→ Problem description: Find every line below that contains the word "guitar" and copy each one. Case counts.

→ Task input:
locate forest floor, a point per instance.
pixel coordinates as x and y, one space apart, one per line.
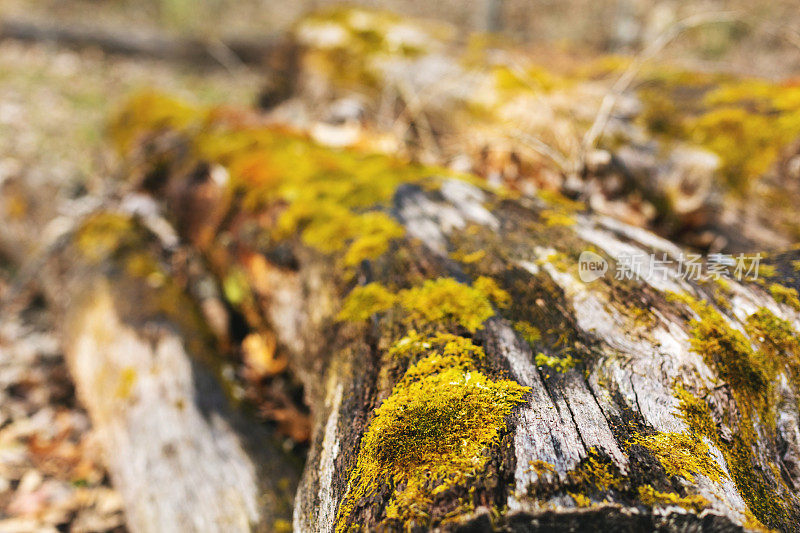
53 108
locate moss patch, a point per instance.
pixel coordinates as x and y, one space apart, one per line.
650 496
785 295
430 435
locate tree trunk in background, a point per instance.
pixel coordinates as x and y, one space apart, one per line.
149 372
644 409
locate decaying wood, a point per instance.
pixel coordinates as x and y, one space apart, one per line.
633 346
193 51
147 369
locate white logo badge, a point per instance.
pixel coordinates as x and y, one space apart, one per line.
591 266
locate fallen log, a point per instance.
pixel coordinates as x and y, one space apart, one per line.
462 371
195 51
180 450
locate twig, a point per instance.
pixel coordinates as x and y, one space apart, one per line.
597 129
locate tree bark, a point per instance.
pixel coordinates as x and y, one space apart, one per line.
179 448
639 413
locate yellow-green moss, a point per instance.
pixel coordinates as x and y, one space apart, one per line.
773 334
126 383
556 218
147 112
696 413
440 303
785 295
541 467
347 45
650 496
580 499
103 234
430 435
682 454
443 301
746 122
762 496
492 291
468 258
727 349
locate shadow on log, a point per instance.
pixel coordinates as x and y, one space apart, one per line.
461 374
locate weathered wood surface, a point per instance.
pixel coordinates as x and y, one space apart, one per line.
606 436
230 52
181 454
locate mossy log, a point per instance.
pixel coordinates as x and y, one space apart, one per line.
460 374
147 368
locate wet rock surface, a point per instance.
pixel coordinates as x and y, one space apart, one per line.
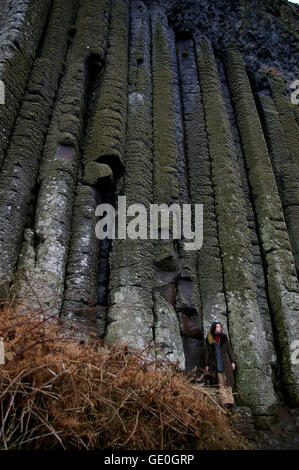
177 102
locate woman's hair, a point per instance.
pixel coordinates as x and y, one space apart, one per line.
213 327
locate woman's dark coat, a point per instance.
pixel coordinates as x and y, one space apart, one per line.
227 358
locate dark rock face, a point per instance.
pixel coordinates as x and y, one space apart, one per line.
177 102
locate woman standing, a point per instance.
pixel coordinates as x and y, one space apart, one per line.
220 363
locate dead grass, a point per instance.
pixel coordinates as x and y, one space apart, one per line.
57 392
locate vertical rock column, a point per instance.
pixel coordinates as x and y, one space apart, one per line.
130 318
165 184
19 40
245 326
258 268
210 274
105 142
280 267
45 260
20 166
285 169
188 301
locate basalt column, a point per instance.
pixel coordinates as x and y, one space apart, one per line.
20 165
210 276
129 317
44 255
280 266
245 326
257 266
165 185
23 23
103 161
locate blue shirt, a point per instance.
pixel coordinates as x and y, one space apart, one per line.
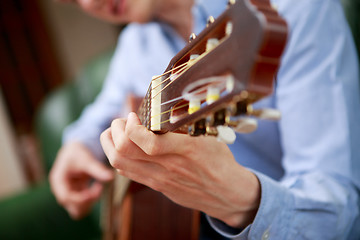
308 163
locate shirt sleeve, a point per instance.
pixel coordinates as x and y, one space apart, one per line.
318 94
97 116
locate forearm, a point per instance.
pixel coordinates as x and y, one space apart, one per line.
312 206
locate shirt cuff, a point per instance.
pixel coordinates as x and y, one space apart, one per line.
272 218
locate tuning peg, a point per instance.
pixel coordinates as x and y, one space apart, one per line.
231 2
210 20
222 133
266 113
192 37
225 134
244 125
228 28
198 128
211 44
274 6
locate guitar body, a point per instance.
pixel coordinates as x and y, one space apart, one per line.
147 214
249 39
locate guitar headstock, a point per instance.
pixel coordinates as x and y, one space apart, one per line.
216 77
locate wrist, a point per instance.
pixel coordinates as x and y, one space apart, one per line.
246 201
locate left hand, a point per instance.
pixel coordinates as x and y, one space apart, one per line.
196 172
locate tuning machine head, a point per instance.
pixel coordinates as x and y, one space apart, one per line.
192 37
210 20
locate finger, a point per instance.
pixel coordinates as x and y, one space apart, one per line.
153 144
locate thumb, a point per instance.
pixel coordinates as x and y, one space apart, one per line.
98 171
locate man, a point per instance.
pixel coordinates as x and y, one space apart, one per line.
294 179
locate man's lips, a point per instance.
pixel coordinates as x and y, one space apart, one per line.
117 6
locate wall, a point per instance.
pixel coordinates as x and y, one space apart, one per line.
77 36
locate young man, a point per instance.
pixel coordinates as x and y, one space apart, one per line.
295 179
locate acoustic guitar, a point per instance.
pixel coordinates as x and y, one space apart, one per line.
207 89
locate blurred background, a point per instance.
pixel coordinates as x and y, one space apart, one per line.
53 59
43 45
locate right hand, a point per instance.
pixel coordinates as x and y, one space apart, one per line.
71 179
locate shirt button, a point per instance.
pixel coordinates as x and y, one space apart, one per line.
265 236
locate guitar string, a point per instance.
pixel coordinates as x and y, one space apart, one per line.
176 108
167 85
187 66
166 79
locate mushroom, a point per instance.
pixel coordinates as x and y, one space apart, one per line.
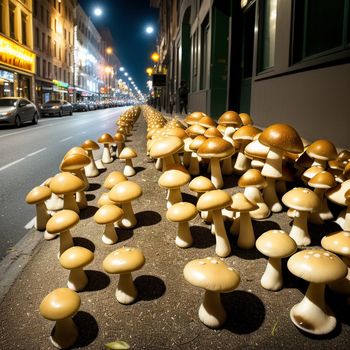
172 180
128 154
318 267
60 306
108 215
213 201
74 259
91 169
216 149
215 277
252 181
123 261
106 139
124 193
304 201
241 204
38 195
275 244
67 184
339 243
182 213
61 223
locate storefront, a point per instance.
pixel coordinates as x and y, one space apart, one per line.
17 68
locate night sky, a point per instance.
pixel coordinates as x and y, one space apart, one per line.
127 20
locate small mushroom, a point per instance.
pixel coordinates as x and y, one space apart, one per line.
108 215
182 213
60 306
275 244
74 259
318 267
124 261
215 277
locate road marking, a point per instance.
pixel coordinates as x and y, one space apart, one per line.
66 139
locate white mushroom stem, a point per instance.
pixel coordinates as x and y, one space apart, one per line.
77 280
129 168
70 203
109 235
211 312
272 278
299 231
273 163
106 154
66 241
216 176
64 334
42 216
184 238
222 247
174 196
129 219
312 314
270 196
91 169
126 292
246 238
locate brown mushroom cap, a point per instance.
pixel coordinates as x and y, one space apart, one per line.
76 257
66 183
212 274
317 265
213 200
60 304
322 149
276 244
90 145
62 220
282 136
241 203
38 194
201 184
337 242
107 214
173 179
181 212
124 260
302 199
125 191
215 147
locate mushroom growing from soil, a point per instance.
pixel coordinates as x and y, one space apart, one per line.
124 261
74 259
182 213
215 277
275 244
108 215
214 201
60 306
318 267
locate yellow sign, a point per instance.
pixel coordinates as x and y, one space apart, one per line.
16 56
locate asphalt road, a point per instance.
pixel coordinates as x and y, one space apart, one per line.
31 154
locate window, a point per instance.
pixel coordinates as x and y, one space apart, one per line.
267 29
320 27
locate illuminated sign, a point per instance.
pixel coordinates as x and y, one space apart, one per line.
16 56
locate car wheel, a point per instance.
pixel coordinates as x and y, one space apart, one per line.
35 118
18 121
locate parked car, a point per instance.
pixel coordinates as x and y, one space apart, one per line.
17 110
56 108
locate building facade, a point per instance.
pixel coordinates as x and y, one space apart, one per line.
17 59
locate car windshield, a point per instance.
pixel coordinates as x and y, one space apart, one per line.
8 102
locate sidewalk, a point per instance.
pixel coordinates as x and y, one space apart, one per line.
165 315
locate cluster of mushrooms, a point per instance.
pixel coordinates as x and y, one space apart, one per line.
58 203
198 151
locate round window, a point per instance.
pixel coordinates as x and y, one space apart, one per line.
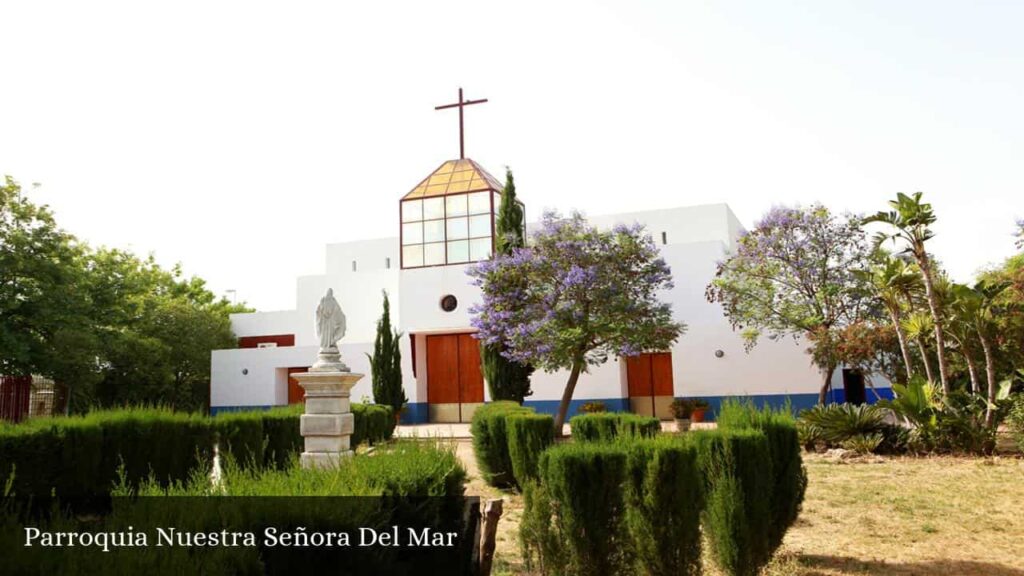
450 302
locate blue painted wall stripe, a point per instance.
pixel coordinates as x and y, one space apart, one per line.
418 413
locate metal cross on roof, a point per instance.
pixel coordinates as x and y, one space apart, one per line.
461 104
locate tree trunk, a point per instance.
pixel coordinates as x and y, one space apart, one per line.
971 368
933 304
990 376
904 348
563 407
924 359
822 394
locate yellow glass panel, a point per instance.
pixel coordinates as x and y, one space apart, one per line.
412 256
439 178
463 175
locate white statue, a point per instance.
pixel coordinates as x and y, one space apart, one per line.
330 322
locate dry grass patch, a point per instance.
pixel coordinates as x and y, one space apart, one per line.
896 517
909 516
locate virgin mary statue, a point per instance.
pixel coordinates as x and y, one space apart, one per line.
330 322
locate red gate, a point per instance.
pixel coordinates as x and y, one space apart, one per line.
14 395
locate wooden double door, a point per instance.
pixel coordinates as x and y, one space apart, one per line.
455 382
649 379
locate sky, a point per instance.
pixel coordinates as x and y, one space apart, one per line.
239 138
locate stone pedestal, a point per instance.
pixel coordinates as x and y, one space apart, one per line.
328 422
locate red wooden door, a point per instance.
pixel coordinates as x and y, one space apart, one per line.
638 375
660 374
442 369
648 377
454 376
470 376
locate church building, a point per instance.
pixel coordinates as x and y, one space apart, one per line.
445 222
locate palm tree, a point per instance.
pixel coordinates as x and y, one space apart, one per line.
895 281
918 325
911 217
981 299
962 327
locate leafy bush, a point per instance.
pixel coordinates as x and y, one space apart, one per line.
491 444
528 436
790 478
86 455
608 426
737 519
281 436
584 483
664 495
1015 419
240 437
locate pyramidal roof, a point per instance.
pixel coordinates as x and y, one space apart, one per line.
455 176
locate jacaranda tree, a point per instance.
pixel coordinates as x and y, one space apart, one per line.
574 296
796 274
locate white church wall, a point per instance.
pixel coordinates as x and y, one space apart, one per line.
249 377
369 255
264 323
421 291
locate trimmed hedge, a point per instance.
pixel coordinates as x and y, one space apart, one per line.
737 469
374 422
664 500
85 456
528 436
790 478
609 425
491 442
584 483
633 506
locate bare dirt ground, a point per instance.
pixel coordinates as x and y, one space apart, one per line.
899 517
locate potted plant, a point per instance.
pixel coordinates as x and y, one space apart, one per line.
682 410
699 407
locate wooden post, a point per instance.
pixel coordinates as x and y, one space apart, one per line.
489 513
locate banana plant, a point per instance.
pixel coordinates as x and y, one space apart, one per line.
916 402
910 219
895 281
980 302
918 325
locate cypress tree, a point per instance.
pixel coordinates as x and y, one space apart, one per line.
385 364
507 379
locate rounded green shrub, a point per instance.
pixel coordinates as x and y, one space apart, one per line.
528 436
491 444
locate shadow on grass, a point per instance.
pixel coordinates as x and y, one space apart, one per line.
847 565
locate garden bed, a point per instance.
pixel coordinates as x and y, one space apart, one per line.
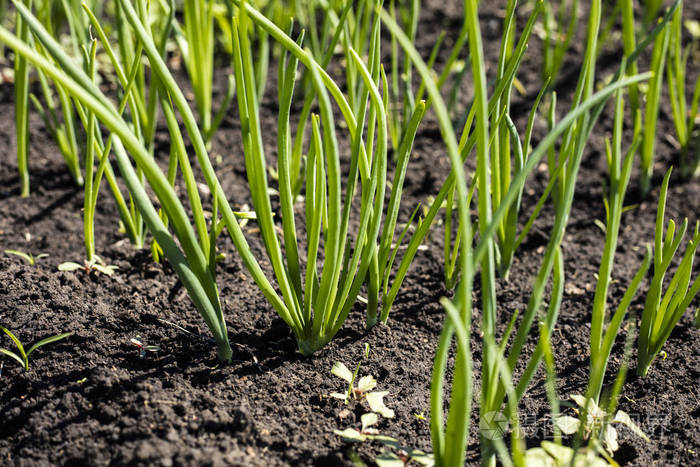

→ Answer for this exercise:
locate guitar body, a point per instance.
locate guitar headstock, a point per instance.
locate acoustic guitar, a point per instance.
locate guitar string, a point per instance.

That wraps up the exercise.